> **Work instructions**:
Nothing but the pictures gets dropped; retype every entry exactly.

Records from a dataset:
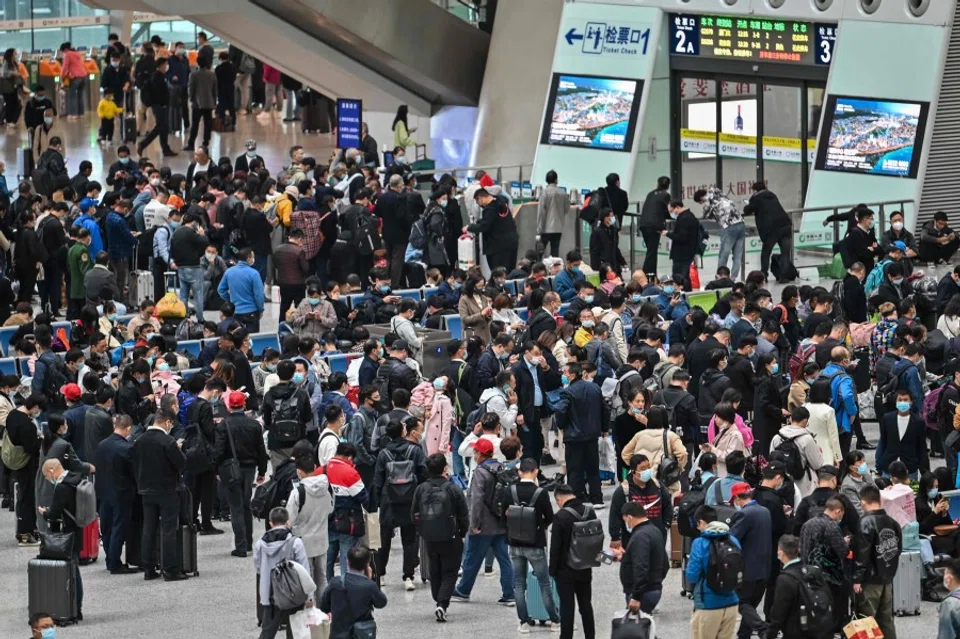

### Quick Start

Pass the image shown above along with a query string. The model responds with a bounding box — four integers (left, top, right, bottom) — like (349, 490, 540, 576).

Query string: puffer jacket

(698, 368, 732, 424)
(685, 521, 741, 610)
(287, 474, 334, 558)
(853, 508, 902, 585)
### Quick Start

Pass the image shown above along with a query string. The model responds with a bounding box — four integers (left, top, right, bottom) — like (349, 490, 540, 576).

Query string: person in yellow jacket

(391, 104, 417, 152)
(276, 185, 299, 228)
(97, 88, 124, 144)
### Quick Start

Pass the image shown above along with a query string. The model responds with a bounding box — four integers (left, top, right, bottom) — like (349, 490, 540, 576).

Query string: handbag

(39, 530, 75, 561)
(363, 511, 381, 550)
(219, 421, 242, 486)
(351, 619, 377, 639)
(843, 614, 884, 639)
(611, 610, 653, 639)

> **Problem solution**:
### Quick Start

Pass the image shown above along with a query string. The model responds with a bounding box — four integers (left, top, right, bottom) — like (349, 490, 540, 576).

Query string: puffer jacket

(698, 368, 732, 424)
(685, 521, 741, 610)
(287, 474, 334, 558)
(853, 508, 902, 585)
### Quick Start

Pass the image shown above along with a query string. The model responds with a bounding box — four integers (left, top, right, bottom) — like (349, 490, 540, 576).

Query string: person in yellow jacket

(391, 104, 417, 152)
(276, 185, 299, 228)
(97, 88, 124, 144)
### Quick Start

Pass the image shown above along with a query string. The model responds with a bounding box — four integers (left, top, right, bottom) — like (349, 490, 540, 576).

Query string: handbag

(39, 530, 75, 561)
(363, 511, 381, 550)
(219, 421, 242, 486)
(351, 619, 377, 639)
(843, 614, 884, 639)
(611, 610, 653, 639)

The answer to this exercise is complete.